By Giulio Piovaccari
TURIN, Italy (Reuters) – Fiat Chrysler’s <FCHA.MI> top shareholder Exor <EXOR.MI> will have a total of 3.6 billion euros (£3 billion) in 2022 to invest once a deal to merge the carmaker with rival Peugeot <PEUP.PA> goes through, Exor’s boss John Elkann said.
Elkann, who leads the Agnelli family’s investment vehicle, said he was confident Fiat Chrysler (FCA) and Peugeot owner PSA would sign a binding agreement by the end of the year and dismissed concerns a lawsuit filed against FCA by General Motors <GM.N> could derail the deal.
In presenting Exor’s new strategy to investors 10 years after the holding company was established, Elkann said Exor would have about 2 billion euros of cash in 2022 for acquisitions, before taking into account an expected special dividend of around 1.6 billion euros from the FCA-PSA deal.
In addition to being chairman and chief executive of Exor, Elkann is chairman at FCA, in which Exor holds a 29% stake.
Besides FCA, Exor’s assets include controlling stakes in luxury carmaker Ferrari <RACE.MI>, industrial vehicle manufacturer CNH Industrial <CNHI.MI>, re-insurer Partner Re and Italian Serie A soccer team Juventus <JUVE.MI>.
※
### REQUIRED ACTIONS
A - List every ticker symbol that appears in angle brackets in the article about Exor's investment plans.
B - Pick up the article about Exor's investment plans after its last sentence and extend it with a few more paragraphs.
※
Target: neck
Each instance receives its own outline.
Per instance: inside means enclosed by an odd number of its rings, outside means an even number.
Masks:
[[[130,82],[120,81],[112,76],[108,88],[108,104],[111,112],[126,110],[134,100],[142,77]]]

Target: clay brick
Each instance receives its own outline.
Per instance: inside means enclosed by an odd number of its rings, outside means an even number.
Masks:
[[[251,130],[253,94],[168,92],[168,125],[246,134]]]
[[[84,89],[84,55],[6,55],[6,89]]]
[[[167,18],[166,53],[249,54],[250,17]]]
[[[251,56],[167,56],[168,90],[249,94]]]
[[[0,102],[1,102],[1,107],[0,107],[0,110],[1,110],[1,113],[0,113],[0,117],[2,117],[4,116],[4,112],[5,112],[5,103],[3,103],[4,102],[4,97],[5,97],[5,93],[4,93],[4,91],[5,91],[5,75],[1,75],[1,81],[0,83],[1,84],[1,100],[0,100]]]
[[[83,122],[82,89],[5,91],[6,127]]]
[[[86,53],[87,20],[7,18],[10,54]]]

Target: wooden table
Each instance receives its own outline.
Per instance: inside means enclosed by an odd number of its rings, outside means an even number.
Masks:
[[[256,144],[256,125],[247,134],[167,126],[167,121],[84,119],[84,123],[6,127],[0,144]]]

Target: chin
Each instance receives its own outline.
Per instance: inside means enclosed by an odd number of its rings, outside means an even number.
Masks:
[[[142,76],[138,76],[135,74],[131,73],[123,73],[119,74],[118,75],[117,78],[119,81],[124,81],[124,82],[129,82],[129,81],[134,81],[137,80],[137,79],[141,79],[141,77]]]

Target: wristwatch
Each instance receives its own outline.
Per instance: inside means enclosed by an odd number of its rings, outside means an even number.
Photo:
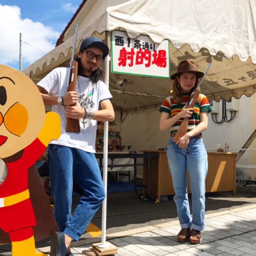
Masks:
[[[63,105],[62,97],[61,96],[58,97],[57,101],[59,105]]]

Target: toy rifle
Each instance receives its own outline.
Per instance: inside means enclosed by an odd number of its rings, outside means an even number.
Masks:
[[[211,64],[208,64],[206,69],[205,70],[204,75],[203,76],[203,77],[202,77],[198,85],[197,85],[195,90],[191,94],[189,101],[188,102],[188,103],[185,108],[193,108],[195,105],[195,104],[196,103],[197,100],[197,99],[198,98],[199,94],[200,94],[200,91],[199,91],[198,88],[201,85],[202,82],[203,82],[203,80],[205,75],[206,74],[207,71],[208,71],[208,69],[209,69],[210,66],[211,66]],[[181,122],[181,124],[180,124],[180,127],[179,127],[179,129],[178,130],[178,131],[176,133],[176,134],[175,134],[174,138],[173,138],[173,141],[174,142],[177,142],[180,139],[180,138],[184,136],[187,133],[187,131],[188,130],[189,119],[189,118],[188,117],[186,117],[183,118],[183,119],[182,120],[182,122]]]
[[[68,88],[67,91],[76,90],[76,81],[77,79],[78,63],[77,61],[74,60],[74,55],[75,54],[75,50],[76,49],[76,36],[77,35],[77,28],[78,25],[76,25],[75,37],[74,38],[73,49],[72,49],[72,55],[71,56],[70,64],[69,66],[69,70],[68,72]],[[71,106],[75,106],[73,104]],[[80,132],[80,124],[79,119],[73,119],[70,117],[67,118],[67,125],[66,126],[66,132]]]

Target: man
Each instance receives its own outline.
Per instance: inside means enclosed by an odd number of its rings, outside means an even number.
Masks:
※
### EXPECTED OUTPUTS
A - FCHA.MI, EXOR.MI, PEUP.PA, GM.N, RACE.MI, CNHI.MI, JUVE.MI

B -
It also has a 43% stake in publishing group The Economist.
Elkann said Exor would not pay out special dividends to its investors following the FCA-PSA merger. He also ruled out in the short term a new share buyback, which is the traditional tool for the group to award its shareholders extraordinary remuneration.
“We have just completed an own-share repurchase program and we don’t plan to launch a new one, so all the extraordinary dividend we would get from a PSA deal will be used for acquisitions,” he said.
Elkann added Exor had not yet decided in which industries it may expand its business.
“But I see ourselves buying new companies in the future,” he said, adding Exor would keep a strong focus on investments in the ‘environmental, social and governance’ (ESG) category.
Elkann said the family intended to remain a stable shareholder in the auto sector. ($1 = 0.9029 euros)
(Additional reporting by Valentina Za in Milan;Editing by Elaine Hardcastle)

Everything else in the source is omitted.